> SOURCE PASSAGE:
A stack of candied orange slices on a white plate

Candied Orange Slices

I’ve made candied lemon peel before and used them to top my vanilla cupcakes with lemon cream cheese frosting.

I enjoyed them so much that I thought I do the same but with orange instead. I used them to garnish an orange pound cake and these chocolate orange brownies and it was a smashing hit.

The process is simple but it does take a while. First, you boil the slices. Then, you simmer them in sugar water that will turn to syrup. It takes close to one hour for the water to reduce and become syrupy.

The longest part is waiting for the slices to dry. It took close to 24 hours for my slices to dry completely.

Once the slices dry, the sticky slices are dipped in sugar and ready for use. You can enjoy the candied orange slices dipped in chocolate or use them to decorate your favorite dessert.

Why this recipe works

  • This recipe calls for boiling the oranges for 2 minutes before you candy them. This helps eliminate the bitterness found in the white part of the peel.
  • A dip in an ice bath stops the orange slices from cooking and becoming too soft.
  • After the slices simmer in a sugar syrup, they need to dry for about 24 hours. This will leave you with perfectly chewy candied orange slices.
side view of candied orange slices arranged on a plate

Getting the perfect Orange Slice

It’s important not to slice the oranges too thick or too thin. The thicker they are the longer it will take for them to dry.

But on the other hand, the thinner they are the less likely they are to hold their shape.

I sliced a few that were on the thin side and most of the orange flesh completely disappeared during the candying process. Aim for about 3mm thick. And use a mandolin to make it easier.

Use any type of orange for this recipe! I used tangelos but there are numerous varieties to choose from. My only recommendation is to choose a variety that is small in size.

sliced oranges on a white cutting board with a mandolin

Ingredients for orange slice candy

Candied oranges require only three ingredients! Oranges, water, and sugar.

You can use any variety of orange that’s in season. Different varieties will be in season during different times of the year. See the list below…

  • Navel Oranges: November – May
  • Tangerines: November – May
  • Mandarin Oranges: December – January
  • Honeybells: January – February
  • Temples: February – March
  • Cara Cara Oranges: March – March
  • Tangelos: April – April
  • Valencia Oranges: June – June

No matter the time of year, there are oranges in season.

overhead of candied orange slices arranged on a white plate

How to make candied orange slices

Making orange slices candy is extremely easy but a bit time-consuming. However, the end product is completely worth the time it takes.

Boil the slices

Start by boiling the orange slices for 2 minutes. This helps eliminate any bitterness found in the white part of the peel.

Immediately transfer the boiled slices to an ice bath to stop them from cooking any further and discard the water.

> WORK INSTRUCTIONS: Continue the candied orange slices recipe from its final sentence onward.

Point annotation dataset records
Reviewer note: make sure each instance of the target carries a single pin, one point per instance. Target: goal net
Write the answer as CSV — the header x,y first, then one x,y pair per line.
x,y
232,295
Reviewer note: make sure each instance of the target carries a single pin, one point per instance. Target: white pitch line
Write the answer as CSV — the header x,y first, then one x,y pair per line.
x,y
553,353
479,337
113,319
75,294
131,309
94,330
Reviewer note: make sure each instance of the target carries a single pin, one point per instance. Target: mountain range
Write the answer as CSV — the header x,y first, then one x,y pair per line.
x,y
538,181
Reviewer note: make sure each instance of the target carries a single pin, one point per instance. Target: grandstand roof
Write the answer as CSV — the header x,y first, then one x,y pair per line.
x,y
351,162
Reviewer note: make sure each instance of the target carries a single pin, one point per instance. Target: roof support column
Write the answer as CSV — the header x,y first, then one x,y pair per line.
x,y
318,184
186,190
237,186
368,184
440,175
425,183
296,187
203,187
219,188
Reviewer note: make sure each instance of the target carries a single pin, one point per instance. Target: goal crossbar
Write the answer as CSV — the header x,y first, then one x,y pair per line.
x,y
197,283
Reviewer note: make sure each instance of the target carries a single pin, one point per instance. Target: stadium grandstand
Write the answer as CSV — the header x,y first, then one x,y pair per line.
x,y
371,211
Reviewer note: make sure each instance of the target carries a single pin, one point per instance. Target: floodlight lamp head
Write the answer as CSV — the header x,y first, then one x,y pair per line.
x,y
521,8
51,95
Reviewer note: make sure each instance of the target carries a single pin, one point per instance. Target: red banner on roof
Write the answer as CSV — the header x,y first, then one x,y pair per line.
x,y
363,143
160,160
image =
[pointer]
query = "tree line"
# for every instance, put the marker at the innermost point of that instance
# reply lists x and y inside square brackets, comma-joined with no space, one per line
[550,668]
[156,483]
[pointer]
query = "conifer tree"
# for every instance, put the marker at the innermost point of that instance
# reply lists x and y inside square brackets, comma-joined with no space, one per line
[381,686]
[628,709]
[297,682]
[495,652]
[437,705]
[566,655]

> EXPECTED OUTPUT:
process shots for how to make candied oranges

Candy the orange slices

Bring equal parts sugar and water to a boil. I used four cups of each in a large pot. This gave me enough liquid to candy 4 small oranges.

Once the sugar water is boiling, reduce the heat to medium-low. Add the chilled orange slices and let them simmer for one hour. Gently stir the slices every 15 minutes to make sure they are all getting coated evenly in the syrup.

After an hour, the slices should start to appear translucent around the rinds. They won’t be completely translucent, but you’ll notice they are lighter.

At this point, remove the orange slices from the sugar water and place them in an even layer on a wire cooling rack. Make sure the rack is set over a baking pan to catch any drippings.

Let the slices sit for up to 24 hours until they are completely dry. You can coat them in sugar, dip them in chocolate, or use them as they are.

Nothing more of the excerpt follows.